# Recorded data

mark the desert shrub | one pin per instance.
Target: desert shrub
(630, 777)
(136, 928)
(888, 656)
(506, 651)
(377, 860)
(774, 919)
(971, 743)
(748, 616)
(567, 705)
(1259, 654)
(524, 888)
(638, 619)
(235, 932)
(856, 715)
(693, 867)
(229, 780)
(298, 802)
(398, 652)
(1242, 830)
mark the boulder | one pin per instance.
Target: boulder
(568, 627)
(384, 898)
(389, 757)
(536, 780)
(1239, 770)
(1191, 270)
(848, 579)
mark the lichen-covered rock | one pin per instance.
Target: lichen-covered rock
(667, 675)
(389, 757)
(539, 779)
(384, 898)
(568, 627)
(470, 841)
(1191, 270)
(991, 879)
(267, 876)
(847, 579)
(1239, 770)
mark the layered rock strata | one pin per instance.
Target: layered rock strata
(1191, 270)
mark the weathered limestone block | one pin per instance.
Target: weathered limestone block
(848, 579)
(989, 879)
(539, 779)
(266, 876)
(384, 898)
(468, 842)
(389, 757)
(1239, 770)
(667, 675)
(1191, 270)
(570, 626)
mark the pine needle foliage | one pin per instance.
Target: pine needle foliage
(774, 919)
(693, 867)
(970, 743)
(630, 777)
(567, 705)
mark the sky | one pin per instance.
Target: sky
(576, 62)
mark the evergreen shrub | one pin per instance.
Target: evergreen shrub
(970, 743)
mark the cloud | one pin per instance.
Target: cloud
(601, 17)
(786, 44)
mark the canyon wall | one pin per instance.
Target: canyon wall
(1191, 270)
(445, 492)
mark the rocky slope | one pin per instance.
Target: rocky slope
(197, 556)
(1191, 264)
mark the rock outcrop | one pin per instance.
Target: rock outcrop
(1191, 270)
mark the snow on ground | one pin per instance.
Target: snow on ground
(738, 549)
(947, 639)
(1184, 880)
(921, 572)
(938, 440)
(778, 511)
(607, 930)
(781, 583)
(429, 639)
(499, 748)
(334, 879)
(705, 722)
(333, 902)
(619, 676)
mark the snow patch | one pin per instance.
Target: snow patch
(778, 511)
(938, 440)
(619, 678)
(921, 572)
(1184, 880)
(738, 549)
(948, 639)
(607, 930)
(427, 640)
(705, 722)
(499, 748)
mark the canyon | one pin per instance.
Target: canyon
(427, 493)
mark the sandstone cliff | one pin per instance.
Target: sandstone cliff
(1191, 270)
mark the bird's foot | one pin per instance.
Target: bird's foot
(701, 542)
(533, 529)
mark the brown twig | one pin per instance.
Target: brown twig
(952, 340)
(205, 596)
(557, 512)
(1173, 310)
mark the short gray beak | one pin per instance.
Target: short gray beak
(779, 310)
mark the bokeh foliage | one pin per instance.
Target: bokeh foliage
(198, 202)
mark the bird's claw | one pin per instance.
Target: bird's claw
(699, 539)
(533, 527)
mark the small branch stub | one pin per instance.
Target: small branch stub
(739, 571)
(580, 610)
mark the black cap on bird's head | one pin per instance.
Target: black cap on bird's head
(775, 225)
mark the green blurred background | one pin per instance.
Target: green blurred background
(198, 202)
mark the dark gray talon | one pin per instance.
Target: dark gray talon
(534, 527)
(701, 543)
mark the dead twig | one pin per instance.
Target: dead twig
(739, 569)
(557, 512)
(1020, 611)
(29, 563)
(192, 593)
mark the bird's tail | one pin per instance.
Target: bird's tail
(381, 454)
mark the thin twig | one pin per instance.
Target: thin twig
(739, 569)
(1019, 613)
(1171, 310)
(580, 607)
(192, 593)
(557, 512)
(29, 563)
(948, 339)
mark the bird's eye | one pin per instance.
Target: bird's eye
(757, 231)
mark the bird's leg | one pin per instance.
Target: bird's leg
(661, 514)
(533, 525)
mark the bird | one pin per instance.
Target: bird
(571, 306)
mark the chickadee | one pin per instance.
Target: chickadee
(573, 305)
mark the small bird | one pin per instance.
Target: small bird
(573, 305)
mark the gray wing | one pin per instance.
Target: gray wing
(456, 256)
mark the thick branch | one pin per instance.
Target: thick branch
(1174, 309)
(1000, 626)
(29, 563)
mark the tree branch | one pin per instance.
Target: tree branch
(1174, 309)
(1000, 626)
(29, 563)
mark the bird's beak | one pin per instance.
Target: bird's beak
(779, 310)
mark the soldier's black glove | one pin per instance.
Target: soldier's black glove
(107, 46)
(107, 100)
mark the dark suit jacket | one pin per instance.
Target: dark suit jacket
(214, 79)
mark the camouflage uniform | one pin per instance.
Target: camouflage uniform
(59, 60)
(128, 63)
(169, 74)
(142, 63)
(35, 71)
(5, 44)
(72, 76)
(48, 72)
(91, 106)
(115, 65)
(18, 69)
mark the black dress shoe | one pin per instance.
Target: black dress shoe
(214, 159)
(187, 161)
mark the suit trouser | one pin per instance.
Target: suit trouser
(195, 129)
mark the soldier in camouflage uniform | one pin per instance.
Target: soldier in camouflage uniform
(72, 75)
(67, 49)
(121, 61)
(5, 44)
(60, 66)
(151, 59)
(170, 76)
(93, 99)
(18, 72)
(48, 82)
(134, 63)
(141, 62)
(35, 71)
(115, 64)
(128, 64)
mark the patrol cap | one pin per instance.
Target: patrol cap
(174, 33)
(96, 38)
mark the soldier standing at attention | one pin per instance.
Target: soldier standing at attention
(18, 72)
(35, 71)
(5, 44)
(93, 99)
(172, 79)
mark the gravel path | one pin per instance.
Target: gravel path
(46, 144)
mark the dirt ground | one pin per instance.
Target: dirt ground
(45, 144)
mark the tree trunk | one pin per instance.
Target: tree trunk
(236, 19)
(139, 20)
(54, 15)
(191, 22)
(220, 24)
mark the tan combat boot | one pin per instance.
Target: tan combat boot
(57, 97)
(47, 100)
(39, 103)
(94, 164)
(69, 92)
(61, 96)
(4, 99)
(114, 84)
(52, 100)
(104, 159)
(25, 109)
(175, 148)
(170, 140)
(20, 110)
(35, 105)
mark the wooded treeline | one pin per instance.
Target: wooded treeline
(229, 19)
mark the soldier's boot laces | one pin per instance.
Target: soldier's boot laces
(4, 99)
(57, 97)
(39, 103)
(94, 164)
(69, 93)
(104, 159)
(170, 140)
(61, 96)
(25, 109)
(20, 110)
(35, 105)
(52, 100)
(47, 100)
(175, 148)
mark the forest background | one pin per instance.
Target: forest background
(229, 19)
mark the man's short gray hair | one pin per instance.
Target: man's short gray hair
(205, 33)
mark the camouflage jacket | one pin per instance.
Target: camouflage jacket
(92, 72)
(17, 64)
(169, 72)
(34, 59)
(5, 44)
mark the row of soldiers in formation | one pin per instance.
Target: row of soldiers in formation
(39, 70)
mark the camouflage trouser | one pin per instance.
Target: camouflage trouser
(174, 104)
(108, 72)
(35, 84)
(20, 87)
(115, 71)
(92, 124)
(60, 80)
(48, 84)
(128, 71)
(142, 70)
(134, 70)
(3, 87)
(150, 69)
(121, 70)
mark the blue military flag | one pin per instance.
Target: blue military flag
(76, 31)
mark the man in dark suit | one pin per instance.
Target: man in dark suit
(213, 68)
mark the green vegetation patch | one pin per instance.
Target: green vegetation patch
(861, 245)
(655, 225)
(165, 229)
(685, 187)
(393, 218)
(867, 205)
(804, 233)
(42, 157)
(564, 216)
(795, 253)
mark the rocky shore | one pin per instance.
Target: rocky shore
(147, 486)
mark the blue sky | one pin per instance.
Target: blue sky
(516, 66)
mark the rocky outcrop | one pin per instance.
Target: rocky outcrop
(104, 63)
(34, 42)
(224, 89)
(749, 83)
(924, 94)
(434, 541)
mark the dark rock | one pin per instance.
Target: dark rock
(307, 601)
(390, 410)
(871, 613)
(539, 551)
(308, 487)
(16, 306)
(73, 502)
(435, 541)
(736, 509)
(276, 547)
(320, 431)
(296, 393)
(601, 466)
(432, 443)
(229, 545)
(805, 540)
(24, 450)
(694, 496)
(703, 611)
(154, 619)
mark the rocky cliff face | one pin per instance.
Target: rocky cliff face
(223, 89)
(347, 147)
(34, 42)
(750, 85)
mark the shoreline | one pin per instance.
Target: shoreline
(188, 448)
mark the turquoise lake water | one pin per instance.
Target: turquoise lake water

# What needs to be done
Please write out everything from the line containing "mark the man's" down to the end of the records, keeping each line unchanged.

# Output below
mark the man's short gray hair | one pin per instance.
Target: man's short gray hair
(205, 33)
mark the camouflage jacket | one pin per instance.
Target: camouflage jacket
(92, 72)
(17, 64)
(169, 72)
(34, 59)
(5, 44)
mark the row of soldiers in formation | one pin per instance.
Target: row of soldiers in formation
(39, 70)
mark the camouflage trouser | one pin per instance.
Target: camouflage trouser
(174, 104)
(108, 72)
(35, 84)
(20, 87)
(115, 71)
(92, 124)
(60, 80)
(48, 84)
(128, 71)
(142, 70)
(134, 70)
(3, 87)
(150, 69)
(121, 70)
mark the blue military flag | one pin per instance.
Target: blue military flag
(76, 31)
mark the man in dark suit | one pin per instance.
Target: man in dark suit
(213, 68)
mark the green vegetation patch | one pin per instance.
Target: green vegetation patch
(861, 245)
(655, 225)
(165, 229)
(685, 187)
(393, 218)
(867, 205)
(804, 233)
(42, 157)
(564, 216)
(795, 253)
mark the rocky shore | one pin per instance.
Target: rocky shore
(147, 486)
mark the blue sky | one pin per instance.
Target: blue sky
(516, 66)
mark the rocky outcrop | one pin per instance.
Target: rocky outcrop
(104, 63)
(34, 42)
(224, 89)
(749, 83)
(924, 94)
(434, 541)
mark the dark rock | one pin per instance.
Target: dark rock
(307, 601)
(390, 410)
(871, 613)
(539, 551)
(308, 487)
(16, 306)
(73, 502)
(435, 541)
(736, 509)
(276, 547)
(320, 431)
(296, 393)
(601, 466)
(432, 443)
(229, 545)
(805, 540)
(24, 450)
(694, 496)
(703, 611)
(154, 619)
mark the rocky cliff face | one pin per instance.
Target: rocky cliff face
(223, 89)
(347, 147)
(34, 42)
(750, 85)
mark the shoreline | one pin per instance.
Target: shoreline
(188, 448)
mark the turquoise lake water | one pin per instance.
Target: turquoise lake water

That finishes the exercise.